• _EXCERPT PROVIDED_
------

So this is why we have the following equation so far: $\sec^{4} x = 1 + 2 \tan^{2} x + \tan^{4} x$

15. binarymimic

next step is to subtract both sides by tan^4 x

16. binarymimic

$\sec^{4} x - \tan^{4} x = 1 + 2 \tan^{2} x$

17. VeroZarate

and divide both side by2?

18. binarymimic

no there is a trick here now. notice the left side is the difference of two squares

19. binarymimic

$\sec^{4} x - \tan^{4} x = (\sec^{2} x)^{2} - (\tan^{2} x)^{2}$

20. binarymimic

remember that a^2 - b^2 = (a - b)(a + b) so we can now write the left side as: $\sec^{4} x - \tan^{4} x = (\sec^{2} x - \tan^{2} x)(\sec^{2} x + \tan^{2} x)$

21. VeroZarate

right you foil it?

22. binarymimic

we kind of did the reverse of FOIL, we factored it

23. binarymimic

So now we have: $(\sec^{2} x - \tan^{2} x)(\sec^{2} x + \tan^{2} x) = 1 + 2 \tan^{2} x$

24. binarymimic

but do you remember the identity sec^2 x = tan^2 x + 1

25. VeroZarate

yes but there is the 2?

26. binarymimic

we'll get to that :) so if sec^2 x = tan^2 x + 1 the if we subtract tan^2 from both sides we get sec^2 x - tan^2 x = 1

27. binarymimic

Then we see how

28. binarymimic

$(\sec^{2} x - \tan^{2} x)(\sec^{2} x + \tan^{2} x) = 1 + 2 \tan^{2} x$ becomes $(1)(\sec^{2} x + \tan^{2} x) = 1 + 2 \tan^2{x}$

29. VeroZarate

isnt it sec^4

30. binarymimic

No we factored $\sec^{4} x - \tan^{4} x$ into $(\sec^{2} x - \tan^{2} x)(\sec^{2} x + \tan^{2} x)$ because it is a difference of sqaures

31. VeroZarate

ok so when you subtract tan^2x?

------

• _DATA LINES_
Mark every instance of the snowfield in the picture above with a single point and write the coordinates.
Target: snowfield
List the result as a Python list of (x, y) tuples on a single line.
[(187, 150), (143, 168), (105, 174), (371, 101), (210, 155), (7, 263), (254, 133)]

------

• _DIRECTIONS_
What does the thread on simplifying sec^4 x - tan^4 x say, in two sentences? Use only the thread itself; the lines play no part.

• _WRITTEN SOLUTION_
After tan^4 x is subtracted from both sides, the left side sec^4 x - tan^4 x is factored as a difference of two squares into (sec^2 x - tan^2 x)(sec^2 x + tan^2 x), which is described as the reverse of FOIL. Subtracting tan^2 x from both sides of the identity sec^2 x = tan^2 x + 1 gives sec^2 x - tan^2 x = 1, so the equation becomes (1)(sec^2 x + tan^2 x) = 1 + 2 tan^2 x.